> **Requirement**
In the blog post about the album Boots, what year was the album originally released?

----- Selected excerpt

Ah, music. How just the sound of a song can take you back to a particular time and place.
Yesterday, SS and I were talking about . . . something . . . and it reminded her of the song, These Boots Are Made For Walkin’, and I started to sing the song. I could hear it so clearly in my head, and I was four or five years old again, in my memory. I had to smile, and then I downloaded the album, Boots, by Nancy Sinatra. Go ahead; listen to some of the samples of some of the songs. If you’re close to my age, that sixties sound will be familiar and I hope will take you back to pleasant memories. If you’re quite a bit younger than I am, or young enough that your parents are close to my age, you’ll probably be rolling your eyes and laughing. My sister showed this picture to her husband this morning after I emailed it to her and he made a joke about her stylish clothes. She said to him, “Hey, don’t talk. All your childhood pictures have people with beehive hairdos!”
But man, what great memories that album brings back for me. Sister had it and played it fairly often. The Amazon page I linked to above says it was originally released in 1966. This picture is from 1968. Sister had just turned 11 and I was 4 1/2. See her boots? Aren’t they cool? I grew up following her around like a puppy, adoring her and thinking she was just the coolest human being ever. She’s still one of my very favorite people.
After I downloaded the album, I played some of the songs and couldn’t stop grinning and dancing in my chair. I remember, especially when hearing the music at the end of These Boots, after she says “Are you ready, boots? Start walkin’”, standing in our living room with Sister and doing The Pony and The Swim. Anybody remember those dances?
I especially remember the part of The Swim, where you hold your nose and raise your other arm above your head and “go under the water”. I loved that part. I could really wiggle those hips when I was little. Or at least I thought I could.
~ ~ ~ ~ ~
And in other news, I wrote my first 1733 words of NaNo this morning between midnight and 1:10 am. Woot! Woot!

----------
----- Dataset excerpts

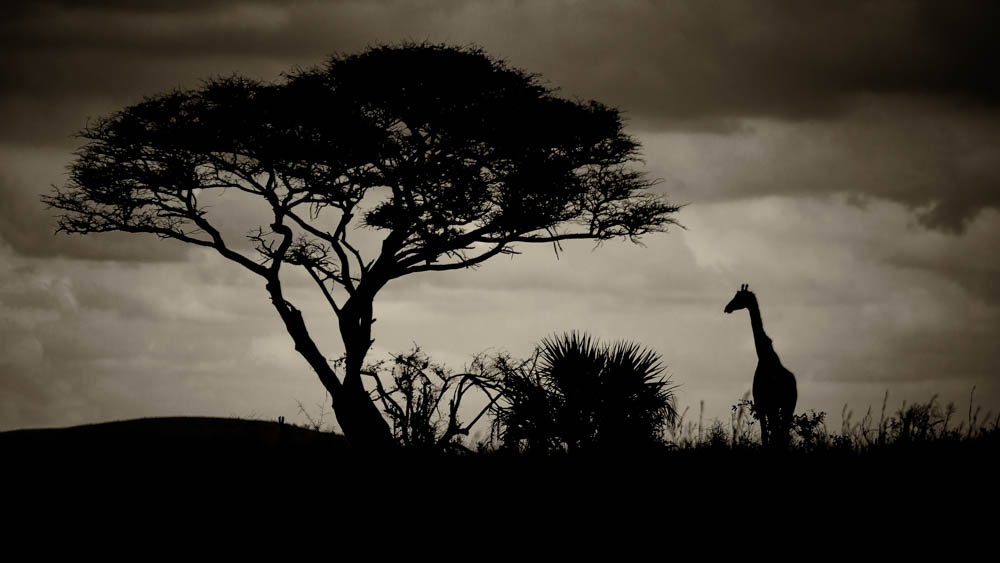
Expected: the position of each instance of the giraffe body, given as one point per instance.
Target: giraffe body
(774, 389)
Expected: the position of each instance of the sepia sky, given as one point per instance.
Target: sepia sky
(842, 159)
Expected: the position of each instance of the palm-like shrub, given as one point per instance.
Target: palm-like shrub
(579, 395)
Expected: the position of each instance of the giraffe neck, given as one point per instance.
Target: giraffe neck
(760, 339)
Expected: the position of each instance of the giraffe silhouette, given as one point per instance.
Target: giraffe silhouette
(774, 391)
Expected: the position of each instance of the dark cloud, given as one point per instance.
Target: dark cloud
(662, 62)
(29, 228)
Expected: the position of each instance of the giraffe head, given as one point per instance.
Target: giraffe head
(741, 300)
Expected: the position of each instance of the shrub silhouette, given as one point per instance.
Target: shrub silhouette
(577, 395)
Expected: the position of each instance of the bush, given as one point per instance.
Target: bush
(576, 395)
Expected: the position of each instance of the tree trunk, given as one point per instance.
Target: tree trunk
(359, 418)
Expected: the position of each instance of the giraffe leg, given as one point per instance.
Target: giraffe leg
(763, 429)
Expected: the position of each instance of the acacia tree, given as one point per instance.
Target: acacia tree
(452, 156)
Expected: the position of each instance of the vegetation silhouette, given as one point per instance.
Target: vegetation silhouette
(451, 155)
(774, 390)
(579, 396)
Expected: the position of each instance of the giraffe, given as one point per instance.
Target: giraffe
(774, 392)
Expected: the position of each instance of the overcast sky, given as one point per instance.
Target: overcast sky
(842, 159)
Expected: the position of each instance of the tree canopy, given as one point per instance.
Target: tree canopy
(451, 154)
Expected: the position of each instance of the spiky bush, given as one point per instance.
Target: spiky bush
(578, 395)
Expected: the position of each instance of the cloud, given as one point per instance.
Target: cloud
(29, 227)
(666, 64)
(941, 162)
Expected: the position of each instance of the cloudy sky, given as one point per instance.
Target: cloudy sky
(842, 159)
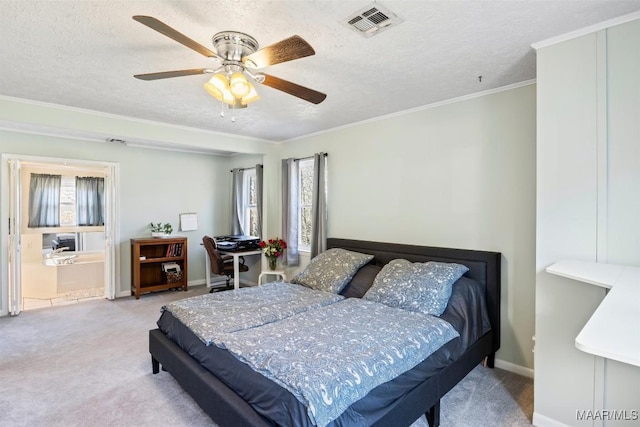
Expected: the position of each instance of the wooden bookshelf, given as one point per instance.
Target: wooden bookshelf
(149, 255)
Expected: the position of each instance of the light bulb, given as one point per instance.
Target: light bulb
(239, 85)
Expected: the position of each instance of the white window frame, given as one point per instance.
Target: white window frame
(304, 163)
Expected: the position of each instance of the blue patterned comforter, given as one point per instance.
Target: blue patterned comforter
(331, 356)
(211, 316)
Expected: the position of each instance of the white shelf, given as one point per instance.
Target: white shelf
(613, 331)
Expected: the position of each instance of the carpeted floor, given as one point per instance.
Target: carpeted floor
(88, 364)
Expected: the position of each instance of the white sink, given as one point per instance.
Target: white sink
(59, 258)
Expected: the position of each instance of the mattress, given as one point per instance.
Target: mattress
(466, 312)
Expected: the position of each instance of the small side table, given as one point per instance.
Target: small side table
(273, 273)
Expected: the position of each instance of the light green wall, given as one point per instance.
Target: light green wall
(155, 185)
(460, 175)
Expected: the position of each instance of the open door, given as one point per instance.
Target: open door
(14, 294)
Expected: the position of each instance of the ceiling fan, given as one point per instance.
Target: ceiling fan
(238, 55)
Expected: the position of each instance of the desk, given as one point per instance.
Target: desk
(236, 263)
(612, 331)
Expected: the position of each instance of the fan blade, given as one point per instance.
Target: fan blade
(301, 92)
(163, 28)
(169, 74)
(285, 50)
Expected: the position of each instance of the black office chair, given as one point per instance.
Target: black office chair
(221, 265)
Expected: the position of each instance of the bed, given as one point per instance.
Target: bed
(209, 374)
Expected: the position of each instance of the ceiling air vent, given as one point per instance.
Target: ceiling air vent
(371, 20)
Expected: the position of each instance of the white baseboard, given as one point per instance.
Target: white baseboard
(516, 369)
(542, 421)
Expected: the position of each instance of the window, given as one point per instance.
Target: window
(68, 201)
(250, 195)
(305, 197)
(65, 201)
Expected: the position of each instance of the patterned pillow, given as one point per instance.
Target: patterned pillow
(331, 270)
(423, 287)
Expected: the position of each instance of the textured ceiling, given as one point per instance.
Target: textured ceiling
(84, 54)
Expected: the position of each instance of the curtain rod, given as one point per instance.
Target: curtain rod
(245, 169)
(308, 157)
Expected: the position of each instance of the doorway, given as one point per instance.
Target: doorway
(49, 266)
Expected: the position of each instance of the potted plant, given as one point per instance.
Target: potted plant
(273, 249)
(159, 229)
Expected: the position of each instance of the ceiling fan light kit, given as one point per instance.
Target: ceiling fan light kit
(238, 52)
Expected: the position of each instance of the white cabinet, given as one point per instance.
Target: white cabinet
(588, 209)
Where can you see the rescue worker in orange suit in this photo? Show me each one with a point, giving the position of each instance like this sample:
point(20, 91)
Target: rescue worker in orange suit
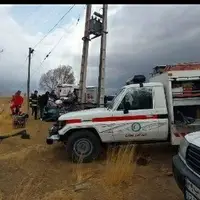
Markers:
point(16, 103)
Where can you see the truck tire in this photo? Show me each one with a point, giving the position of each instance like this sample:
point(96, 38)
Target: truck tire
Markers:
point(83, 146)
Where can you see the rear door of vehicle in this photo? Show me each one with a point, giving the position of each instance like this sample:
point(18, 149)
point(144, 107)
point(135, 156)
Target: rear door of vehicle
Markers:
point(141, 121)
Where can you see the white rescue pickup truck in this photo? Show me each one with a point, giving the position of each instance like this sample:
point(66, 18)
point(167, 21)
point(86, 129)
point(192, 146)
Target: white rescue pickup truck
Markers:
point(140, 112)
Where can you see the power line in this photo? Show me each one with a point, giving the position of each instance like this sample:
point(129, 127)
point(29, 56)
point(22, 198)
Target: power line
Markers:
point(47, 56)
point(55, 25)
point(27, 18)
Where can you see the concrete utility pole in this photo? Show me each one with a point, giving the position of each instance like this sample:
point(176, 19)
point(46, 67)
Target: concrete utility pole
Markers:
point(86, 39)
point(101, 80)
point(30, 52)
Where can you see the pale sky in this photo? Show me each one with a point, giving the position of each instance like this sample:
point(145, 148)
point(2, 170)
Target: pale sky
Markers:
point(139, 38)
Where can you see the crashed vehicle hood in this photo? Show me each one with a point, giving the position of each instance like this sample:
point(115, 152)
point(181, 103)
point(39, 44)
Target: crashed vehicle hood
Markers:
point(88, 114)
point(194, 138)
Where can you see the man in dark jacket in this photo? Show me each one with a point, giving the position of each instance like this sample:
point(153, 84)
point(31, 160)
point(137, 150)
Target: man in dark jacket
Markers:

----------

> **Answer box**
1966